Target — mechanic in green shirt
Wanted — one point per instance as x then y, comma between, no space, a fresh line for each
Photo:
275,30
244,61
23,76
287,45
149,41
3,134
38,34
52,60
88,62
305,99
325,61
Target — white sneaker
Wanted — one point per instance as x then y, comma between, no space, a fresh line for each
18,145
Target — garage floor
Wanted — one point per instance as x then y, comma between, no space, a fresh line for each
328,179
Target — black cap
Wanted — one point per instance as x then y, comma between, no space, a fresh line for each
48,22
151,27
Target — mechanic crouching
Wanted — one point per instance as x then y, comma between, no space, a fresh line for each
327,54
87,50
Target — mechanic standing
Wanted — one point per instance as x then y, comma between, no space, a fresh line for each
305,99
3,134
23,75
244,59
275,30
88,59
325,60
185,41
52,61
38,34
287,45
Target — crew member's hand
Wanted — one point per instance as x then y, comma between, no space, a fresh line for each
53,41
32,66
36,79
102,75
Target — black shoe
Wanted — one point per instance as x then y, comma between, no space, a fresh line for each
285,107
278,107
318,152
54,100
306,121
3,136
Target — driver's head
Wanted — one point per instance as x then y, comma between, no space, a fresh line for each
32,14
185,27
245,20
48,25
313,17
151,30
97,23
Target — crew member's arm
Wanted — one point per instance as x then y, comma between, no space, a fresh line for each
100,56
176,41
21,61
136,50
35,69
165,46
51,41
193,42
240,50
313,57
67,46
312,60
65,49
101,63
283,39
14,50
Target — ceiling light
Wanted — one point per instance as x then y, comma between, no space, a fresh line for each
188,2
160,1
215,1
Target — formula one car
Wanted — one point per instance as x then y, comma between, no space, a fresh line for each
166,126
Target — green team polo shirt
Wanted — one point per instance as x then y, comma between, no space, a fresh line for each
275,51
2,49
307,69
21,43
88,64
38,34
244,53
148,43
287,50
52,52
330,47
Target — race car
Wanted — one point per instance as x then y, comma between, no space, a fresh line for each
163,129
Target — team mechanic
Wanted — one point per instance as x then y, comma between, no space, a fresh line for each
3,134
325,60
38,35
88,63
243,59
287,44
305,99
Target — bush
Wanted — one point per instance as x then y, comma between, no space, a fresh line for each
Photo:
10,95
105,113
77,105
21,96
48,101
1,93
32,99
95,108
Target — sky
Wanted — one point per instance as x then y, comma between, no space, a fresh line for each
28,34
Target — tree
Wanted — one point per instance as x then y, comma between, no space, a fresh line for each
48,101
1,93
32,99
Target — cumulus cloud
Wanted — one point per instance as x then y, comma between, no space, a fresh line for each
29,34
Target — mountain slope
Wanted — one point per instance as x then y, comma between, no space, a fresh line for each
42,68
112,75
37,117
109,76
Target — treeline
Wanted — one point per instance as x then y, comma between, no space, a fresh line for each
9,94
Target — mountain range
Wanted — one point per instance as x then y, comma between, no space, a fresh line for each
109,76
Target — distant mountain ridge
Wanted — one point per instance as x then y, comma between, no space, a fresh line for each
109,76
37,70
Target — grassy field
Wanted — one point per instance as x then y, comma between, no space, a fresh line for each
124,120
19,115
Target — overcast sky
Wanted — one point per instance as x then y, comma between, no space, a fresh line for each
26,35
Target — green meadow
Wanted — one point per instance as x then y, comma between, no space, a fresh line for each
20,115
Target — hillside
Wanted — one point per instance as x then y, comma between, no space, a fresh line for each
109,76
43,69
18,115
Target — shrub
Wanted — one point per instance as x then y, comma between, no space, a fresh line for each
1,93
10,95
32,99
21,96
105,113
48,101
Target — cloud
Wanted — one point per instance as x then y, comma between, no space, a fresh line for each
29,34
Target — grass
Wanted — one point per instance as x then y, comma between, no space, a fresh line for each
—————
### [WORK REQUIRED]
Every line of the entries that includes "crew" must be copied into the answer.

### [ANSWER BOX]
Target — crew member's hand
Target — crew member's arm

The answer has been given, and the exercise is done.